:: Extract ::
This final analysis aimed to assess if any differences between expected and observed SAE rates were attenuated by accounting for different levels of multimorbidity between trial and routine care populations. This analysis was based on trial IPD (n=125 trials). First, we estimated the expected SAE count for each trial based on age, sex and index condition, using the same models as for the aggregate data (unlike with the aggregate trial analysis, the percentage of participants of each age and sex was directly observed rather than estimated from summary statistics). Next, we fitted further sex-specific models to the routine care dataset for each index condition including, in addition to age, multimorbidity count. Age and multimorbidity count were each modelled using up to two fractional polynomial terms. These models were used to calculate the expected number of SAEs per trial based on the age, sex and multimorbidity count of trial participants. Finally, we calculated the ratio of observed to expected SAEs based on age and sex alone, and based on age, sex and multimorbidity count. The two ratios were then compared for each trial.

All analyses were conducted using R statistical software. All trial-level data, including model outputs, as well as analysis code are provided on the project GitHub repository (https://github.com/dmcalli2/sae_ctg_multicond_public).
:::
**Tasks:**
1) Summarize the methods extract in two sentences.
2) Proceed with the methods extract, beginning after its final sentence.
:: Study material ::
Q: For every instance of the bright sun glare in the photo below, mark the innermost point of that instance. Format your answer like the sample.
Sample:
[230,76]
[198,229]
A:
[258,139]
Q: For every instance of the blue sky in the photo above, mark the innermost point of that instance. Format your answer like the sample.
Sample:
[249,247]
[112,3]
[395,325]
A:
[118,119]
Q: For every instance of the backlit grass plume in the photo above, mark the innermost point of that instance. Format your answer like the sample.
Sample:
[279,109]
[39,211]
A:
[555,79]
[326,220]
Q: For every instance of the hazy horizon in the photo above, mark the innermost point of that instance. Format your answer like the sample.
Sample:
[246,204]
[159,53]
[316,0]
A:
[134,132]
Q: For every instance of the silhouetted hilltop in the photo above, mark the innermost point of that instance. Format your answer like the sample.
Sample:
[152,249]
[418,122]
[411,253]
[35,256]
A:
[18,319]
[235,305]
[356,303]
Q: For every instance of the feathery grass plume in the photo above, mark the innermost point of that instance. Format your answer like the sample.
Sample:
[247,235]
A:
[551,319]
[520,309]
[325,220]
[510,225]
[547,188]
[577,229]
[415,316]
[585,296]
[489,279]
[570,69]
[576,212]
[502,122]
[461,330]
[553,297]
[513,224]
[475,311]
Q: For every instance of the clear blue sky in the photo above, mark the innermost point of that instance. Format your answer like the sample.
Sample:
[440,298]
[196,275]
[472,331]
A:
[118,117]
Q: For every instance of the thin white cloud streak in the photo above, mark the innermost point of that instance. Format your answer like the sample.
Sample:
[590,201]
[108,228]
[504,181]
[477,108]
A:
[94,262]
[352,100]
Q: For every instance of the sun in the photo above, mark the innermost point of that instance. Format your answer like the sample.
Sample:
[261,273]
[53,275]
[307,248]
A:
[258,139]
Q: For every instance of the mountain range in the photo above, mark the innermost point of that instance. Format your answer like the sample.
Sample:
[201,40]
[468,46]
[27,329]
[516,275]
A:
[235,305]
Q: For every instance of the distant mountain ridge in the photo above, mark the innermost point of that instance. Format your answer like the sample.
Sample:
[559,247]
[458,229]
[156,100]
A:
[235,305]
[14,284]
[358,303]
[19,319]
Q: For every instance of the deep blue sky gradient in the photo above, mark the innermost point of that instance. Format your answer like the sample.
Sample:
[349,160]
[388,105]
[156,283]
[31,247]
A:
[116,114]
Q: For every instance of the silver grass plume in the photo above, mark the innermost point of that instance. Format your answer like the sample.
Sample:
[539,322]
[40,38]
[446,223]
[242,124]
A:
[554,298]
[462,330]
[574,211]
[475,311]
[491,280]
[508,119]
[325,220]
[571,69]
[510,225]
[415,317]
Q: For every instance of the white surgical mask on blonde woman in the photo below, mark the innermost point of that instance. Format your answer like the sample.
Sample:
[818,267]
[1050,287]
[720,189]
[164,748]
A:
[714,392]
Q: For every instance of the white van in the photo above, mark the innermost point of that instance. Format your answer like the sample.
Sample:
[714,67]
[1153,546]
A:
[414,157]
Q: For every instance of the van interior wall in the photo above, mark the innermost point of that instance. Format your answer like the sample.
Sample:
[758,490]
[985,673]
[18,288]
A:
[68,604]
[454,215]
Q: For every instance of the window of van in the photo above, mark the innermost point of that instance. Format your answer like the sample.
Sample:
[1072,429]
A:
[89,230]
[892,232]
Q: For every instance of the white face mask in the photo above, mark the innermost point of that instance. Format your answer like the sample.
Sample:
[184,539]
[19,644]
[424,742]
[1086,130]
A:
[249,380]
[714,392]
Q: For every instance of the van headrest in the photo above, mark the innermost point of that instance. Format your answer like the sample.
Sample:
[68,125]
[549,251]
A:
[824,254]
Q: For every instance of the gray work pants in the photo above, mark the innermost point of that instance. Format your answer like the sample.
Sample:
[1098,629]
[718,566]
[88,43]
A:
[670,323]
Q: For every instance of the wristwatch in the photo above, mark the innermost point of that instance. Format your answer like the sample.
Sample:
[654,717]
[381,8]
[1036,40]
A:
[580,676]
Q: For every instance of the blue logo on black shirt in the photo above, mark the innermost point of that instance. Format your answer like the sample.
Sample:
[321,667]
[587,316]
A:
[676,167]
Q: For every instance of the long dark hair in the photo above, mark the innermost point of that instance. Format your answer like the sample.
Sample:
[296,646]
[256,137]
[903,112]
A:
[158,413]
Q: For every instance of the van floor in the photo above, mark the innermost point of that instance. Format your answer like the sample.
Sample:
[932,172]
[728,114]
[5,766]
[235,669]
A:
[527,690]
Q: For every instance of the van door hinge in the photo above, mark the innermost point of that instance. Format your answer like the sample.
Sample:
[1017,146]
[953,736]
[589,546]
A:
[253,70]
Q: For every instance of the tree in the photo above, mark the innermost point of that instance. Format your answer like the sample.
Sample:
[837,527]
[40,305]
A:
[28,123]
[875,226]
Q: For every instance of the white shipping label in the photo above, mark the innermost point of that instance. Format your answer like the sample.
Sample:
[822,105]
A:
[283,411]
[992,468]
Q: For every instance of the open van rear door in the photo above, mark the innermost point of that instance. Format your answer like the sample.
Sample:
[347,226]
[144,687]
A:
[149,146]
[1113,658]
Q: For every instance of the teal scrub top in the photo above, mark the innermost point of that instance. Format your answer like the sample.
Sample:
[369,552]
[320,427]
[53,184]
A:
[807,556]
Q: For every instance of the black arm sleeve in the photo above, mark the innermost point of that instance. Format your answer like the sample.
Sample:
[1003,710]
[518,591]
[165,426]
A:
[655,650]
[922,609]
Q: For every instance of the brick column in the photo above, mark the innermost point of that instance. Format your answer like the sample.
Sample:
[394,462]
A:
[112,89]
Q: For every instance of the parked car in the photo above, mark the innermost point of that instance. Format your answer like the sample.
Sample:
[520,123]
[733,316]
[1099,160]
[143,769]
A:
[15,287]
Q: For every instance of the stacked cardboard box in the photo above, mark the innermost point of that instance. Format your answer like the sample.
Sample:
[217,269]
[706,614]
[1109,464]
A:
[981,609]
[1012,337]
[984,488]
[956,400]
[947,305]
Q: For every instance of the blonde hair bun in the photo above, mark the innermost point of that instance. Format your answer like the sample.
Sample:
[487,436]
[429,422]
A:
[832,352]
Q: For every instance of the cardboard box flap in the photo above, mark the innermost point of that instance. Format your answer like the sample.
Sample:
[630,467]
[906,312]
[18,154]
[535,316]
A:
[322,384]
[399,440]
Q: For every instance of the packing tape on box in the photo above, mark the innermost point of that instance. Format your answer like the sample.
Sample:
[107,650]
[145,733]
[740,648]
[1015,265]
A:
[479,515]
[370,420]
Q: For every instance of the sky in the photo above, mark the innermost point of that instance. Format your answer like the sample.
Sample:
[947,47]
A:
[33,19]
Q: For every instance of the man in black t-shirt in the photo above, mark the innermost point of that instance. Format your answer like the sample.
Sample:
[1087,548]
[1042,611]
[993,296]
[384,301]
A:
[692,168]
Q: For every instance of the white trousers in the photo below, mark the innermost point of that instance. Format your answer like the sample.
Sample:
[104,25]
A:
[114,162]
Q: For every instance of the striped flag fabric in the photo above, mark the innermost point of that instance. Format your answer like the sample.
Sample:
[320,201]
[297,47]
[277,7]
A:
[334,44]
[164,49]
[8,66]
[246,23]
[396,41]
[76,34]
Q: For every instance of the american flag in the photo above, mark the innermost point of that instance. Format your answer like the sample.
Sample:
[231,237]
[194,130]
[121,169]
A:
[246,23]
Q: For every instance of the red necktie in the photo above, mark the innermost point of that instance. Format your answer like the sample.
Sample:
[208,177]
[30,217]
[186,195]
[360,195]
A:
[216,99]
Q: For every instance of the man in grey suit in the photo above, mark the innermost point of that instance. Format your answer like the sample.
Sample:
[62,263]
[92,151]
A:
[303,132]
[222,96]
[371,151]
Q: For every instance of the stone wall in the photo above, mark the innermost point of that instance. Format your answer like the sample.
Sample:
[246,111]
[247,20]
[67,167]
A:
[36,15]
:::
**Results by task:**
1) The final analysis used individual participant data from 125 trials to assess whether differences between expected and observed SAE rates were attenuated by accounting for differing levels of multimorbidity between trial and routine care populations. Expected SAE counts were first estimated from age, sex and index condition and then from sex-specific routine care models that also included multimorbidity count, and the resulting two ratios of observed to expected SAEs were compared for each trial.

2)
Results

Trial selection is summarised in Fig. 1. Of the 2173 eligible trials identified in our original search, 777 were registered after 1st January 2010. Of these, 578 reported SAE data. 14 were excluded because insufficient information was reported for calculation of SAE counts and a further 81 were excluded as the index condition was not included in our list. We therefore included 483 trials in our analysis of aggregate trial data (n=636,267 participants). We obtained IPD for 125 trials (n=122,069 participants) from the CSDR and YODA repositories (trials for which sponsors made IPD available to third party researchers, for which we did not apply a cut-off date of 2010 given that there are relatively few trials for which IPD are available), which were included in subsequent analyses of multimorbidity count. 42 trials were included in both the IPD and aggregate sets. Trials for each of the 21 index conditions are summarised in Table 1, with individual trial summary data shown on the project GitHub repository ( https://github.com/dmcalli2/sae_ctg_multicond_public). This table also shows the total number and mean age of people with each of the index conditions in the routine care sample of 2.3M people registered with a SAIL practice during 2011.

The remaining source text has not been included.